To do
Print the line that has "785L335 804L347 800L349" in it, then every remaining line of the data, exactly and without anything extra.

Source records
········
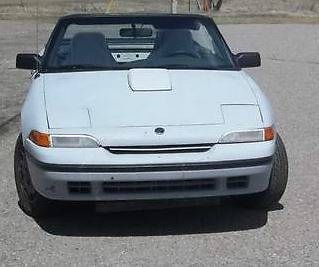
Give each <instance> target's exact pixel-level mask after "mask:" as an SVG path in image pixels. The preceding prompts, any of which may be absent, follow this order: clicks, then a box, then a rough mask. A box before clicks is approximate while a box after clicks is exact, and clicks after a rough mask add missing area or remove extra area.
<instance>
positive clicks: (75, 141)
mask: <svg viewBox="0 0 319 267" xmlns="http://www.w3.org/2000/svg"><path fill="white" fill-rule="evenodd" d="M29 139H30V140H31V141H32V142H33V143H35V144H36V145H38V146H41V147H55V148H95V147H99V143H98V141H97V140H96V139H95V138H93V137H92V136H88V135H49V134H46V133H40V132H38V131H34V130H33V131H31V133H30V135H29Z"/></svg>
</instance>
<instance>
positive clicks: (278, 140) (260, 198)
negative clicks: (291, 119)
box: [240, 135, 288, 209]
mask: <svg viewBox="0 0 319 267" xmlns="http://www.w3.org/2000/svg"><path fill="white" fill-rule="evenodd" d="M287 182H288V158H287V153H286V149H285V145H284V143H283V141H282V139H281V137H280V136H279V135H277V140H276V152H275V155H274V163H273V168H272V171H271V176H270V182H269V186H268V188H267V190H266V191H264V192H261V193H257V194H252V195H248V196H244V197H241V198H240V202H241V204H243V205H244V206H246V207H251V208H264V209H265V208H270V207H272V206H273V205H274V204H276V203H278V202H279V200H280V199H281V197H282V195H283V194H284V192H285V190H286V186H287Z"/></svg>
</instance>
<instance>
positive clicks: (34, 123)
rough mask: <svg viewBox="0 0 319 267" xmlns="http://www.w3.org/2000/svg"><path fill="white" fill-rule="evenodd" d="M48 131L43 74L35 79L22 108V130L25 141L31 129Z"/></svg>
mask: <svg viewBox="0 0 319 267" xmlns="http://www.w3.org/2000/svg"><path fill="white" fill-rule="evenodd" d="M32 130H37V131H40V132H44V133H47V132H48V122H47V114H46V108H45V96H44V90H43V76H40V77H38V78H36V79H33V80H32V82H31V86H30V89H29V91H28V94H27V96H26V99H25V101H24V103H23V106H22V110H21V131H22V137H23V142H25V140H26V139H27V138H28V136H29V134H30V131H32Z"/></svg>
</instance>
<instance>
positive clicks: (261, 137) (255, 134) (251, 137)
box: [219, 127, 275, 144]
mask: <svg viewBox="0 0 319 267" xmlns="http://www.w3.org/2000/svg"><path fill="white" fill-rule="evenodd" d="M274 138H275V130H274V129H273V128H272V127H269V128H265V129H257V130H249V131H239V132H231V133H228V134H226V135H224V136H223V137H222V138H221V139H220V141H219V143H221V144H232V143H251V142H263V141H271V140H273V139H274Z"/></svg>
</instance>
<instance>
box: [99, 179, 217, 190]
mask: <svg viewBox="0 0 319 267" xmlns="http://www.w3.org/2000/svg"><path fill="white" fill-rule="evenodd" d="M215 188H216V181H215V180H214V179H196V180H171V181H169V180H168V181H142V182H104V183H103V191H104V192H105V193H148V192H174V191H175V192H176V191H178V192H181V191H192V190H196V191H200V190H214V189H215Z"/></svg>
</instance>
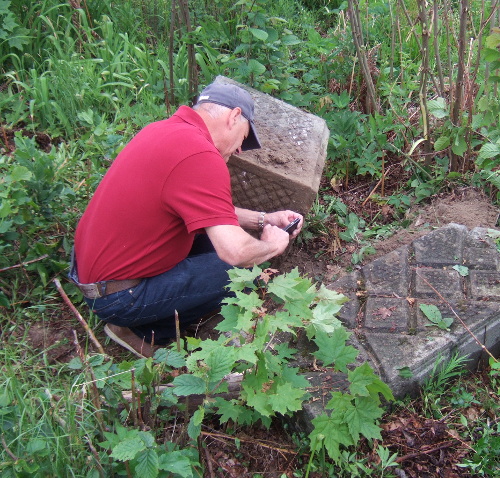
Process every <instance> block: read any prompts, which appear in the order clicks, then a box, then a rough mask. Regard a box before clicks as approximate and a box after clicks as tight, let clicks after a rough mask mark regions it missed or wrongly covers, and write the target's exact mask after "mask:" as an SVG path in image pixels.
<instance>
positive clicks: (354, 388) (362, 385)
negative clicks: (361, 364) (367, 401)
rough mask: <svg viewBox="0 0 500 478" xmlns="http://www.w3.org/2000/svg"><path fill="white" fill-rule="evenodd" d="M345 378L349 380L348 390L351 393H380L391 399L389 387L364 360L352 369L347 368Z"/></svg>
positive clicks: (368, 394)
mask: <svg viewBox="0 0 500 478" xmlns="http://www.w3.org/2000/svg"><path fill="white" fill-rule="evenodd" d="M347 378H348V380H349V382H350V385H349V390H350V391H351V393H352V394H353V395H359V396H362V397H368V396H369V395H372V396H375V395H376V394H378V393H382V395H384V397H385V398H387V399H392V392H391V390H390V388H389V387H388V386H387V385H386V384H385V383H384V382H382V380H380V378H379V377H378V376H377V375H375V372H374V371H373V369H372V368H371V367H370V365H369V364H368V362H364V363H363V364H362V365H360V366H359V367H357V368H355V369H354V370H349V371H348V372H347Z"/></svg>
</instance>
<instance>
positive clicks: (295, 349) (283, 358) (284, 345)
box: [271, 343, 297, 362]
mask: <svg viewBox="0 0 500 478" xmlns="http://www.w3.org/2000/svg"><path fill="white" fill-rule="evenodd" d="M271 348H272V350H273V351H274V352H275V353H276V355H277V356H278V357H279V359H280V361H281V362H284V361H288V360H291V359H293V357H294V355H295V353H296V352H297V349H292V348H290V347H289V346H288V344H286V343H282V344H277V345H274V346H272V347H271Z"/></svg>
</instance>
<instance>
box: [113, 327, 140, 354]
mask: <svg viewBox="0 0 500 478" xmlns="http://www.w3.org/2000/svg"><path fill="white" fill-rule="evenodd" d="M104 332H105V333H106V335H107V336H108V337H109V338H110V339H111V340H113V341H114V342H116V343H117V344H119V345H121V346H122V347H123V348H126V349H127V350H128V351H129V352H132V353H133V354H134V355H135V356H136V357H139V358H147V357H146V356H145V355H142V354H141V353H139V352H137V350H135V349H134V347H132V346H130V345H129V344H128V343H127V342H125V341H124V340H122V339H120V337H118V335H116V334H115V333H114V332H113V331H112V330H111V329H110V328H109V327H108V326H107V325H105V326H104Z"/></svg>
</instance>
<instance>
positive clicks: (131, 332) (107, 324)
mask: <svg viewBox="0 0 500 478" xmlns="http://www.w3.org/2000/svg"><path fill="white" fill-rule="evenodd" d="M104 332H106V335H107V336H108V337H109V338H110V339H111V340H114V341H115V342H116V343H117V344H120V345H121V346H122V347H125V348H126V349H127V350H129V351H130V352H132V353H133V354H134V355H136V356H137V357H139V358H149V357H152V356H153V355H154V353H155V352H156V350H157V349H158V347H153V346H152V345H151V344H150V343H148V342H146V341H145V340H144V339H141V338H140V337H138V336H137V335H135V334H134V332H132V331H131V330H130V329H129V328H128V327H118V325H112V324H106V325H105V326H104Z"/></svg>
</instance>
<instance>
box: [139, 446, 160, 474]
mask: <svg viewBox="0 0 500 478" xmlns="http://www.w3.org/2000/svg"><path fill="white" fill-rule="evenodd" d="M158 467H159V460H158V453H156V450H154V449H153V448H148V449H147V450H144V451H143V452H142V453H141V454H140V455H139V456H138V457H137V466H136V467H135V473H136V476H140V477H141V478H156V477H157V476H158V472H159V468H158Z"/></svg>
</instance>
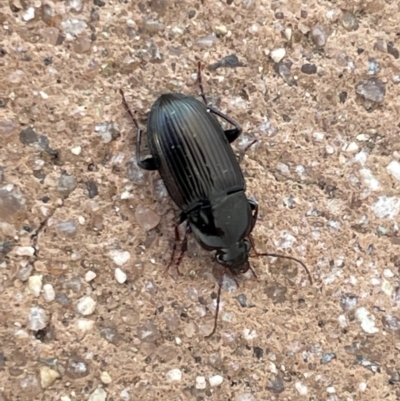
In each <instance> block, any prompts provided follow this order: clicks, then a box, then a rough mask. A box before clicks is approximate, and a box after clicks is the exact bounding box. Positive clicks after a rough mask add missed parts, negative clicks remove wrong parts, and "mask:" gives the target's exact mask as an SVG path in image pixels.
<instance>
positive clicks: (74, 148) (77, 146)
mask: <svg viewBox="0 0 400 401" xmlns="http://www.w3.org/2000/svg"><path fill="white" fill-rule="evenodd" d="M81 152H82V146H75V147H74V148H72V149H71V153H72V154H73V155H75V156H79V155H80V154H81Z"/></svg>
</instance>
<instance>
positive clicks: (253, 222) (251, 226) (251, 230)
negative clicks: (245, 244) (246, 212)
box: [247, 199, 258, 246]
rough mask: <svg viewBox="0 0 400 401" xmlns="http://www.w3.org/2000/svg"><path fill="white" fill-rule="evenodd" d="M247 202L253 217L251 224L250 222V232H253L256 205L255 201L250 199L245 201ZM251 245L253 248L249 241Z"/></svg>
mask: <svg viewBox="0 0 400 401" xmlns="http://www.w3.org/2000/svg"><path fill="white" fill-rule="evenodd" d="M247 202H249V205H250V208H251V211H252V212H253V216H252V222H251V230H250V231H253V228H254V226H255V225H256V222H257V216H258V204H257V202H256V201H253V200H252V199H247ZM250 242H251V245H252V246H253V242H252V239H251V241H250Z"/></svg>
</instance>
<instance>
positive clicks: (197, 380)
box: [196, 376, 206, 390]
mask: <svg viewBox="0 0 400 401" xmlns="http://www.w3.org/2000/svg"><path fill="white" fill-rule="evenodd" d="M196 388H197V389H198V390H204V389H205V388H206V378H205V377H204V376H197V377H196Z"/></svg>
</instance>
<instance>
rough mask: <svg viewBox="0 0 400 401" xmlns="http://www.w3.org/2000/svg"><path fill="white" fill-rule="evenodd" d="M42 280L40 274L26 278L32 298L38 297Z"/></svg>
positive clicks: (40, 275)
mask: <svg viewBox="0 0 400 401" xmlns="http://www.w3.org/2000/svg"><path fill="white" fill-rule="evenodd" d="M42 279H43V276H42V275H41V274H37V275H35V276H30V277H29V278H28V288H29V291H30V292H31V293H32V295H33V296H34V297H38V296H39V295H40V291H42Z"/></svg>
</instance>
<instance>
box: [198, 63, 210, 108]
mask: <svg viewBox="0 0 400 401" xmlns="http://www.w3.org/2000/svg"><path fill="white" fill-rule="evenodd" d="M197 82H198V84H199V88H200V95H201V97H202V98H203V102H204V104H205V105H206V106H207V104H208V103H207V99H206V95H205V94H204V88H203V81H202V80H201V61H199V62H198V63H197Z"/></svg>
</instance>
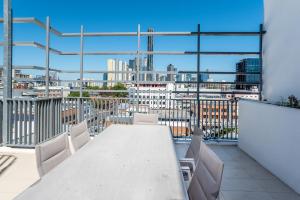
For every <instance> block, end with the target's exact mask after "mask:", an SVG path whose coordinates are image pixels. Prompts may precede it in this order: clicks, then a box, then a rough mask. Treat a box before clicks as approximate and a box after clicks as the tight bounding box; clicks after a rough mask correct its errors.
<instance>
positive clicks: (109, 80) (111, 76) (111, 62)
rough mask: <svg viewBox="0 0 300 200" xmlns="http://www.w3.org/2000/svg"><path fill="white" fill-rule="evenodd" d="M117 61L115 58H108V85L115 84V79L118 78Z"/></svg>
mask: <svg viewBox="0 0 300 200" xmlns="http://www.w3.org/2000/svg"><path fill="white" fill-rule="evenodd" d="M115 70H116V61H115V59H108V60H107V71H108V72H107V74H106V79H107V86H108V87H112V86H114V85H115V80H116V73H115Z"/></svg>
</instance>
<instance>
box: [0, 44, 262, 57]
mask: <svg viewBox="0 0 300 200" xmlns="http://www.w3.org/2000/svg"><path fill="white" fill-rule="evenodd" d="M13 45H14V46H29V47H37V48H40V49H44V50H45V48H46V47H45V45H42V44H40V43H38V42H33V41H30V42H14V44H13ZM0 46H3V42H0ZM50 51H51V52H52V53H55V54H57V55H80V52H63V51H59V50H57V49H53V48H50ZM137 53H138V52H137V51H96V52H84V53H83V54H84V55H137ZM139 53H140V54H145V55H197V54H198V52H197V51H140V52H139ZM200 54H201V55H259V54H260V53H259V52H229V51H228V52H221V51H201V52H200Z"/></svg>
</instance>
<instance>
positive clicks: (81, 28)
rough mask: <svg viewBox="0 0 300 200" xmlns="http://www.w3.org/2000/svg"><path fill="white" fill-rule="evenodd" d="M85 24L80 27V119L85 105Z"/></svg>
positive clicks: (82, 118)
mask: <svg viewBox="0 0 300 200" xmlns="http://www.w3.org/2000/svg"><path fill="white" fill-rule="evenodd" d="M82 90H83V25H81V27H80V98H79V101H78V102H77V103H78V104H79V120H80V121H82V120H83V105H82V102H83V101H82V99H81V98H82V96H83V95H82V94H83V91H82Z"/></svg>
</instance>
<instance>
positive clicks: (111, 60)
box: [103, 59, 129, 87]
mask: <svg viewBox="0 0 300 200" xmlns="http://www.w3.org/2000/svg"><path fill="white" fill-rule="evenodd" d="M107 71H108V72H107V73H105V74H104V75H103V79H104V80H106V81H107V84H105V85H106V86H109V87H111V86H114V85H115V84H116V83H117V82H126V81H128V78H129V77H128V76H129V74H128V73H124V72H128V65H127V62H125V61H122V60H119V59H108V60H107Z"/></svg>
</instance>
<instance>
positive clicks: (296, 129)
mask: <svg viewBox="0 0 300 200" xmlns="http://www.w3.org/2000/svg"><path fill="white" fill-rule="evenodd" d="M299 122H300V109H293V108H287V107H280V106H276V105H269V104H265V103H260V102H255V101H247V100H244V101H243V100H242V101H240V102H239V131H240V133H239V141H238V143H239V147H240V148H241V149H242V150H244V151H245V152H246V153H248V154H249V155H250V156H252V157H253V158H254V159H255V160H256V161H258V162H259V163H260V164H261V165H263V166H264V167H265V168H266V169H268V170H269V171H271V172H272V173H273V174H275V175H276V176H277V177H278V178H280V179H281V180H282V181H283V182H285V183H286V184H288V185H289V186H290V187H291V188H293V189H294V190H295V191H296V192H298V193H300V123H299Z"/></svg>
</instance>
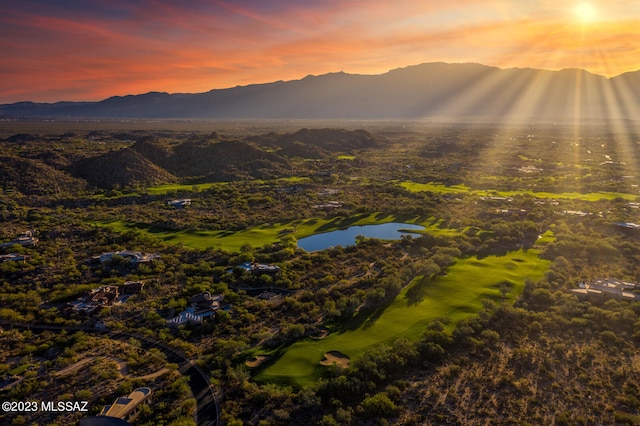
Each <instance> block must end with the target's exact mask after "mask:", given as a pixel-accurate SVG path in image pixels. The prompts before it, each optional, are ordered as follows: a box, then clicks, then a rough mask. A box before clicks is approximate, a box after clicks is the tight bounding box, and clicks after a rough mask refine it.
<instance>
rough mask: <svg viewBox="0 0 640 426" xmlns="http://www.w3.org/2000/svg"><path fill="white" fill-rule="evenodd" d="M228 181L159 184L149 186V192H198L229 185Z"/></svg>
mask: <svg viewBox="0 0 640 426" xmlns="http://www.w3.org/2000/svg"><path fill="white" fill-rule="evenodd" d="M227 184H228V182H208V183H196V184H190V185H189V184H186V185H185V184H177V183H176V184H167V185H158V186H152V187H149V188H147V192H149V194H152V195H163V194H167V193H169V192H196V191H205V190H207V189H209V188H212V187H214V186H222V185H227Z"/></svg>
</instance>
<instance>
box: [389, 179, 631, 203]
mask: <svg viewBox="0 0 640 426" xmlns="http://www.w3.org/2000/svg"><path fill="white" fill-rule="evenodd" d="M400 186H402V187H403V188H405V189H407V190H409V191H413V192H426V191H431V192H435V193H439V194H461V193H467V194H472V195H477V196H499V197H514V196H516V195H531V196H532V197H535V198H540V199H567V200H583V201H598V200H613V199H616V198H622V199H624V200H628V201H635V200H636V199H637V198H638V197H640V195H634V194H626V193H623V192H589V193H586V194H581V193H578V192H558V193H554V192H534V191H493V190H489V189H488V190H471V188H469V187H468V186H466V185H452V186H446V185H443V184H440V183H416V182H409V181H405V182H400Z"/></svg>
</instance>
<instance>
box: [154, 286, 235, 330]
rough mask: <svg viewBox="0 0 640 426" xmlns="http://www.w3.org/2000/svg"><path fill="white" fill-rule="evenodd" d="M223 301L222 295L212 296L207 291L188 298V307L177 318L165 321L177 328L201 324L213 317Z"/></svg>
mask: <svg viewBox="0 0 640 426" xmlns="http://www.w3.org/2000/svg"><path fill="white" fill-rule="evenodd" d="M223 300H224V295H223V294H214V295H212V294H211V293H209V292H208V291H205V292H202V293H198V294H196V295H193V296H191V297H190V298H189V302H188V303H189V306H188V307H187V308H186V309H185V310H184V311H182V312H181V313H180V314H179V315H178V316H176V317H174V318H171V319H170V320H167V325H169V326H172V327H177V326H179V325H182V324H202V323H203V322H204V321H206V320H207V319H210V318H212V317H214V316H215V313H216V311H217V310H218V309H220V302H222V301H223Z"/></svg>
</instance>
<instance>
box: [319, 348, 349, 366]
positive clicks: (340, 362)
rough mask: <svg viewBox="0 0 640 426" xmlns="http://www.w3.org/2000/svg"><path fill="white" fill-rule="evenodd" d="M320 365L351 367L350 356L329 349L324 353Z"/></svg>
mask: <svg viewBox="0 0 640 426" xmlns="http://www.w3.org/2000/svg"><path fill="white" fill-rule="evenodd" d="M320 365H336V366H338V367H342V368H347V367H349V357H348V356H346V355H345V354H343V353H342V352H338V351H329V352H327V353H325V354H324V358H323V359H322V361H320Z"/></svg>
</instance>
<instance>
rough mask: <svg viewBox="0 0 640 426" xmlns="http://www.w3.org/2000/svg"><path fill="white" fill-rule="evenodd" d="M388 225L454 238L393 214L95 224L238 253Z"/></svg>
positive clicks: (432, 221)
mask: <svg viewBox="0 0 640 426" xmlns="http://www.w3.org/2000/svg"><path fill="white" fill-rule="evenodd" d="M387 222H405V223H415V224H418V225H423V226H425V228H426V229H425V230H426V231H428V232H432V233H434V234H438V235H445V236H446V235H454V234H455V233H457V231H456V230H453V229H447V228H441V221H438V220H436V219H434V218H430V219H427V220H424V221H423V220H420V218H418V217H400V216H396V215H384V214H381V213H373V214H360V215H354V216H349V217H336V218H333V219H330V220H328V219H305V220H297V221H293V222H287V223H274V224H268V225H259V226H254V227H252V228H248V229H245V230H242V231H236V232H233V231H170V230H166V229H162V228H155V227H152V226H150V225H147V224H143V223H129V222H124V221H110V222H98V223H97V225H99V226H108V227H110V228H112V229H113V230H115V231H117V232H125V231H127V230H131V229H137V230H140V231H143V232H147V233H149V234H151V235H153V236H155V237H156V238H159V239H161V240H164V241H166V242H168V243H171V244H182V245H184V246H185V247H190V248H197V249H204V248H207V247H214V248H218V249H222V250H226V251H230V252H237V251H239V250H240V247H242V246H243V245H244V244H245V243H249V244H251V245H252V246H253V247H262V246H264V245H265V244H271V243H275V242H277V241H278V240H279V239H280V238H282V237H283V236H284V235H287V233H286V231H294V232H293V235H294V236H295V237H296V238H302V237H306V236H309V235H313V234H317V233H321V232H330V231H334V230H336V229H344V228H347V227H349V226H353V225H372V224H380V223H387Z"/></svg>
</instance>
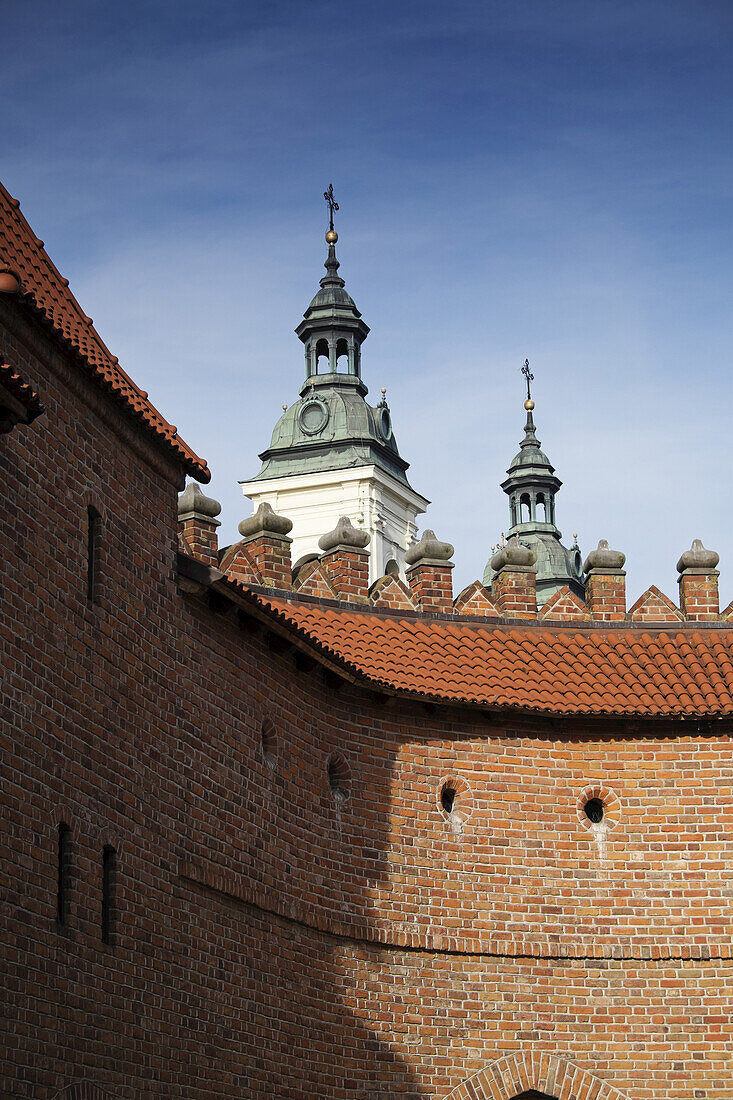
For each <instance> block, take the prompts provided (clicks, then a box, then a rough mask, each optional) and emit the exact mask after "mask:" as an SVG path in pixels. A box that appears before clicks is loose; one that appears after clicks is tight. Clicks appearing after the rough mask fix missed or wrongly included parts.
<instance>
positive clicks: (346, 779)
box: [327, 752, 351, 802]
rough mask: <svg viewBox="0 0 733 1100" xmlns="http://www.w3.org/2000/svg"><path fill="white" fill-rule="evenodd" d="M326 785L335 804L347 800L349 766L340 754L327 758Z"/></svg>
mask: <svg viewBox="0 0 733 1100" xmlns="http://www.w3.org/2000/svg"><path fill="white" fill-rule="evenodd" d="M327 767H328V785H329V787H330V789H331V794H332V795H333V798H335V799H336V801H337V802H346V800H347V799H348V798H349V780H350V778H351V775H350V772H349V766H348V763H347V762H346V760H344V758H343V757H342V756H341V753H340V752H333V753H332V755H331V756H330V757H329V758H328V766H327Z"/></svg>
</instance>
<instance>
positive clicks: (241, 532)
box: [239, 500, 293, 539]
········
Answer box
rough mask: <svg viewBox="0 0 733 1100" xmlns="http://www.w3.org/2000/svg"><path fill="white" fill-rule="evenodd" d="M326 785L335 804L347 800L349 766L340 754L327 758Z"/></svg>
mask: <svg viewBox="0 0 733 1100" xmlns="http://www.w3.org/2000/svg"><path fill="white" fill-rule="evenodd" d="M327 767H328V785H329V787H330V789H331V794H332V795H333V798H335V799H336V801H337V802H346V800H347V799H348V798H349V780H350V778H351V775H350V772H349V766H348V763H347V762H346V760H344V758H343V757H342V756H341V753H340V752H333V753H332V755H331V756H330V757H329V758H328V766H327Z"/></svg>
</instance>
<instance>
positive clicks: (241, 532)
box: [239, 500, 293, 539]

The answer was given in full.